→ **TO BE DONE**
1/ In the Tierna la Noche text, set down the part that opens with the words containing "The album was released" and closes with "videos were made.".
2/ Answer these questions from the Tierna la Noche text:
(a) Which singer recorded the album?
(b) For how long did the album stay at the top spot?
(c) What award did the album win at the 1998 Latin Billboard Music Awards?
3/ Continue the Tierna la Noche text, picking up after its final sentence.

→ **TEXT BLOCK**
※

Tierna la Noche is the second album by Mexican pop singer Fey.

The album was released in mid 1996 and quickly climbed the charts to later peak at the top spot. The album stayed there for more than 3 months and stayed in the Top 20 for more than 40 weeks. In sales, the album was quite successful and with time became the highest selling Latin female album of the year, beating out Thalía, Paulina Rubio and other singers already established in the Mexican music scene. "Azúcar Amargo", the album's first single, peaked at #1 in most countries in Latin America, and did fairly well in the U.S. Latin tracks. All the songs in the album received airplay, even though only 2 official videos were made.

The album made the U.S. Latin Albums Top 10 and Fey also had all four of her singles chart within the Latin Tracks Top 20 (Azucar Amargo #8, Muevelo #9, Las Lagrimas de mi Almohada #13 and Subidon #20). It won the Pop Album of the Year at the 1998 Latin Billboard Music Awards.

The album to date has sold more than 4,000,000 copies worldwide.

※

Entries from a point annotation set
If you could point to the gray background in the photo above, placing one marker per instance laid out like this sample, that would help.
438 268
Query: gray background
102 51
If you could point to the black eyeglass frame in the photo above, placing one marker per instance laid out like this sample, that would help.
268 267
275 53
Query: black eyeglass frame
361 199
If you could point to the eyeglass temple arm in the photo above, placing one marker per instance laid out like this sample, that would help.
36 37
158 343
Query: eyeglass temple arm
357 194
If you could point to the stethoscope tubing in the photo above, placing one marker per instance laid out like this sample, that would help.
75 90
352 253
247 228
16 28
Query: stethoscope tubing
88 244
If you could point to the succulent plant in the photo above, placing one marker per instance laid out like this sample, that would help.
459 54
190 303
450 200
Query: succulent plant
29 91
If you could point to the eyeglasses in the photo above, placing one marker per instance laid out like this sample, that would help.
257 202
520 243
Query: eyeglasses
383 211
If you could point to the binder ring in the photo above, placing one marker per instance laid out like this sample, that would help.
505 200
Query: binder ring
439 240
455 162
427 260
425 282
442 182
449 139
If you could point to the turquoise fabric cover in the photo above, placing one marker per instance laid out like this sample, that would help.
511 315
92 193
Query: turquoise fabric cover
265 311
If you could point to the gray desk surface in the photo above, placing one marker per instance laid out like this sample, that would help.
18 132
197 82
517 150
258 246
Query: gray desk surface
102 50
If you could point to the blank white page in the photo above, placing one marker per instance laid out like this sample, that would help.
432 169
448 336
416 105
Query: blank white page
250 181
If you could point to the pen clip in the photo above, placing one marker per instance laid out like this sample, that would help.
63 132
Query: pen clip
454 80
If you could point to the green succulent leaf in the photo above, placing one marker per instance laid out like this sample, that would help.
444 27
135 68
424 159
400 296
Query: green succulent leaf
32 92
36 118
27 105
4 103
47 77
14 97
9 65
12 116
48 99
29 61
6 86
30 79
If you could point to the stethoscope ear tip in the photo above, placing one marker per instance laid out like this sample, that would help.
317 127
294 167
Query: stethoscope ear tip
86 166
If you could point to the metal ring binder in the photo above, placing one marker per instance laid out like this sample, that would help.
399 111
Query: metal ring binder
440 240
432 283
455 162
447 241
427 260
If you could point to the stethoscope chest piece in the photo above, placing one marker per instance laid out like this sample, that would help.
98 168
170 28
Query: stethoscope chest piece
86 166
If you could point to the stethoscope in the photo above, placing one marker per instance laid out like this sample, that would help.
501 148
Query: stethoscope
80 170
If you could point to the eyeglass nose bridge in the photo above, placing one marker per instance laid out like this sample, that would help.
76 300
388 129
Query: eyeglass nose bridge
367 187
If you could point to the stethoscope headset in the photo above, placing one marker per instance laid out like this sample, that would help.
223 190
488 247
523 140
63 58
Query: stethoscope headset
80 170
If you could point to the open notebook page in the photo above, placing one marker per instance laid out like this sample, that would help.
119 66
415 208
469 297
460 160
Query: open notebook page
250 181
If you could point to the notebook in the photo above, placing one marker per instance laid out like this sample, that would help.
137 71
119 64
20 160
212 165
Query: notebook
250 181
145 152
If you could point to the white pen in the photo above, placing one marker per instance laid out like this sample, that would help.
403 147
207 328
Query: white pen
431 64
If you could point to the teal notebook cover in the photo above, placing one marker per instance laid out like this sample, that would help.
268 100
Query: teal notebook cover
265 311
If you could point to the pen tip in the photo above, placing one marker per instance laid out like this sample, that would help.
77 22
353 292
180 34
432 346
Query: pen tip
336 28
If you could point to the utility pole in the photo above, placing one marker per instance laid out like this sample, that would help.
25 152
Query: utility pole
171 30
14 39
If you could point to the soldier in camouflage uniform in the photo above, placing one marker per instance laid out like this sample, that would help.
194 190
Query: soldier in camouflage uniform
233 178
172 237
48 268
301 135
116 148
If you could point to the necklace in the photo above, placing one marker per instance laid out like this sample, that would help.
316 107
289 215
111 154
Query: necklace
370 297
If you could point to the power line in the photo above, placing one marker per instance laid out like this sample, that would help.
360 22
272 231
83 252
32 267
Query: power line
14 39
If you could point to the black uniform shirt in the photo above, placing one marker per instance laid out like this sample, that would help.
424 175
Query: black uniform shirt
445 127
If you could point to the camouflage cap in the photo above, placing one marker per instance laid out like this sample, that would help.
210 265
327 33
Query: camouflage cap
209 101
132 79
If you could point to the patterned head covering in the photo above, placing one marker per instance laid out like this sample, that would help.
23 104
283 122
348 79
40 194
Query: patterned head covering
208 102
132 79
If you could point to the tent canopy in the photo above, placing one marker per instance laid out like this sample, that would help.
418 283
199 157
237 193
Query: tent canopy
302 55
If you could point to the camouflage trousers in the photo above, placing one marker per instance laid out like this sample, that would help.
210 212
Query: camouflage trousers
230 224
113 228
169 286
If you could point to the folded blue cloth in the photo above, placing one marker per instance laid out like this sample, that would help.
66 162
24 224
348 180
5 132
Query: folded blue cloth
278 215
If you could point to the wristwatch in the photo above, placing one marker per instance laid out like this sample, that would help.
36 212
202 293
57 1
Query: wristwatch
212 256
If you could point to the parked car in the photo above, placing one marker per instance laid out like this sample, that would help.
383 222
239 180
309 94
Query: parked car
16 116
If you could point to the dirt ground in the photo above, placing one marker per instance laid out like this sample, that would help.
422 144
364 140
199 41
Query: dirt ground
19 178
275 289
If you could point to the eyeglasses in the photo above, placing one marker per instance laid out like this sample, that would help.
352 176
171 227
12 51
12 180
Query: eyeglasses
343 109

※

→ **EXERCISE RESPONSES**
1/
The album was released in mid 1996 and quickly climbed the charts to later peak at the top spot. The album stayed there for more than 3 months and stayed in the Top 20 for more than 40 weeks. In sales, the album was quite successful and with time became the highest selling Latin female album of the year, beating out Thalía, Paulina Rubio and other singers already established in the Mexican music scene. "Azúcar Amargo", the album's first single, peaked at #1 in most countries in Latin America, and did fairly well in the U.S. Latin tracks. All the songs in the album received airplay, even though only 2 official videos were made.

2/
(a) Fey
(b) More than 3 months
(c) Pop Album of the Year

3/
Track listing

Bonus tracks
Five bonus tracks are available for legal free download on the Fey fan site: http://www.feyelectricidad.com. One is Bitter Sugar, the English version of Azúcar Amargo, and there is a Portuguese version of it called Açúcar Amargo. There is also an English version of Muévelo called Move It, and a Portuguese version of it, Mexe e Remexe. Te Pertenezco is translated only into Portuguese, and is called Ilusǎo Colorida.

Singles

Unreleased Singles
Tierna la Noche was remarkable in that every single song from the album received airplay and charted in the Mexican Top 40, although only eight of the eleven songs were officially released by the label. Tierna la noche, the most successful of these unreleased songs even peaked at number 7. Also receiving large airplay were Bailando Sola and Un Poco Loco.

Tierna La Noche Tour 

Fey went on a nationwide tour in 1996. This tour, Tierna La Noche Tour, was recorded and released on VHS. The track listing consisted of hits and album cuts from her two albums at that point:

 "Múevelo"
 Me Enamoro de Ti
 "Bombón"
 "Gatos en el Balcón"
 "Desmargaritando el Corazón"
 "Tierna la Noche"
 "Te Pertenezco"
 "Bajo el Arcoiris"
 "Subidón"
 "Como Pan y Chocolate"
 "Bailando Bajo la Lluvia"
 "Popocatepetl"
 "Fiebre del Sábado (Rojo Y Blanco)"
 "Media Naranja"
 "Azúcar Amargo"
 "La Noche Se Mueve"
 "Múevelo*"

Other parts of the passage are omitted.